**What to work on**
1. In the reward trainer documentation, which class handles dynamic padding and batch assembly?
2. Rewrite the reward trainer documentation starting at "Prepare a preference" and ending at "and rejected responses.", changing "responses" to "completions".
3. Write what comes next in the reward trainer documentation, picking up after its last line.

====== Given passage ======

Overview
Description
The _prepare_dataset method of RewardTrainer transforms raw preference datasets into tokenized tensors ready for training. The DataCollatorForPreference class handles dynamic padding and batch assembly, stacking chosen and rejected sequences into a single batch tensor. Together, these components form the complete data pipeline for reward model training.
Usage
Dataset preparation is called automatically during RewardTrainer.__init__ for both training and evaluation datasets. Pre-tokenized datasets (containing chosen_input_ids and rejected_input_ids columns) bypass tokenization but still undergo length filtering.
Code Reference
Source Location
- _prepare_dataset:
trl/trainer/reward_trainer.py lines 477-561
- DataCollatorForPreference:
trl/trainer/reward_trainer.py lines 89-177
Signature
def _prepare_dataset(
self,
dataset: Dataset | IterableDataset,
processing_class: PreTrainedTokenizerBase,
args: RewardConfig,
dataset_name: str,
) -> Dataset | IterableDataset:
"""
Prepare a preference dataset for reward model training.
Steps:
1. Check if dataset is already tokenized (has chosen_input_ids/rejected_input_ids).
2. If not tokenized:
a. Add EOS tokens to non-conversational text.
b. Tokenize chosen and rejected responses.
3. Filter samples exceeding max_length.
Returns the processed dataset.
"""

====== Stored data ======

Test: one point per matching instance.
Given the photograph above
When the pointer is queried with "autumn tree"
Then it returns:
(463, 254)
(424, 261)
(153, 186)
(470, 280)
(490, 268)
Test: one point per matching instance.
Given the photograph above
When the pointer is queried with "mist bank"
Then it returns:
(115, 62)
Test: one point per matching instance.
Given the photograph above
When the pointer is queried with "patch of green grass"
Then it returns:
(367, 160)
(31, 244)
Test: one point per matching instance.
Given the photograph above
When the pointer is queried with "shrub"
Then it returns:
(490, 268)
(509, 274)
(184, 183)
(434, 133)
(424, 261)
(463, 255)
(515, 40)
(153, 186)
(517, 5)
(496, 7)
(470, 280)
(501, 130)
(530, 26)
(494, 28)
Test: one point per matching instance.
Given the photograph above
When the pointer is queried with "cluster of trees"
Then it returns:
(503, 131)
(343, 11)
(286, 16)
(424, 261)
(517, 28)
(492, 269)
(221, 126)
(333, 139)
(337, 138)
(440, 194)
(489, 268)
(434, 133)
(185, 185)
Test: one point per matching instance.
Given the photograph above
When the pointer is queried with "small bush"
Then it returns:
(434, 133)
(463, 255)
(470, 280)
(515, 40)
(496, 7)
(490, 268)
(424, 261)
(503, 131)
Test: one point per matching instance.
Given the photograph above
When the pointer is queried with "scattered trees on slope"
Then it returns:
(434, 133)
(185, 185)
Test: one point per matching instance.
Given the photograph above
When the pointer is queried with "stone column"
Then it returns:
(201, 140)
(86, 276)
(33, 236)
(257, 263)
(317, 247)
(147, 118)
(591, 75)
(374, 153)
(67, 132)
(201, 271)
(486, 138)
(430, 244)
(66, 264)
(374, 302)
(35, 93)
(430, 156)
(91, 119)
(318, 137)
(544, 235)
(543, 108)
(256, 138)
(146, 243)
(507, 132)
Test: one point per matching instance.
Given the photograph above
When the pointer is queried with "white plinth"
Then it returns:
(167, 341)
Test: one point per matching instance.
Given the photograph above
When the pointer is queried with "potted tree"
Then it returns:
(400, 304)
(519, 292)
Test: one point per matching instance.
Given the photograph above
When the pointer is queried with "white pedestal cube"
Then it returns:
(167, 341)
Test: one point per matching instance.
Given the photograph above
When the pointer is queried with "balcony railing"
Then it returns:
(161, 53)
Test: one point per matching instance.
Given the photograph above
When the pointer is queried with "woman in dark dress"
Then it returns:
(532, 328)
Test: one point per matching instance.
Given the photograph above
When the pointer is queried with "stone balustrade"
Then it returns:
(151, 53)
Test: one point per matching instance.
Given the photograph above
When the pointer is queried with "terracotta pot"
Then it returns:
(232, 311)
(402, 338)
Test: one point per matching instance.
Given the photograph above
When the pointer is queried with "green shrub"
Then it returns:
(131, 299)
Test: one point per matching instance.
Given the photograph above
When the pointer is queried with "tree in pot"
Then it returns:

======

**Outputs for the tasks**
1. DataCollatorForPreference

2.
Prepare a preference dataset for reward model training.
Steps:
1. Check if dataset is already tokenized (has chosen_input_ids/rejected_input_ids).
2. If not tokenized:
a. Add EOS tokens to non-conversational text.
b. Tokenize chosen and rejected completions.

3.
@dataclass
class DataCollatorForPreference(DataCollatorMixin):
"""
Data collator for preference data. Stacks chosen and rejected
sequences into a single padded batch tensor.
The first half of the batch corresponds to chosen sequences,
the second half to rejected sequences.
"""
pad_token_id: int
pad_to_multiple_of: int | None = None
return_tensors: str = "pt"
def torch_call(self, examples: list[dict[str, Any]]) -> dict[str, Any]:
# Returns: {"input_ids": Tensor, "attention_mask": Tensor, "margin": Tensor (optional)}
Import
from trl.trainer.reward_trainer import DataCollatorForPreference
I/O Contract
_prepare_dataset Inputs
| Parameter |
Type |
Description
|
| dataset |
Dataset or IterableDataset |
Raw preference dataset with "chosen"/"rejected" columns or pre-tokenized "chosen_input_ids"/"rejected_input_ids"
|
| processing_class |
PreTrainedTokenizerBase |
Tokenizer for encoding text to token IDs
|
| args |
RewardConfig |
Training configuration containing max_length, dataset_num_proc, etc.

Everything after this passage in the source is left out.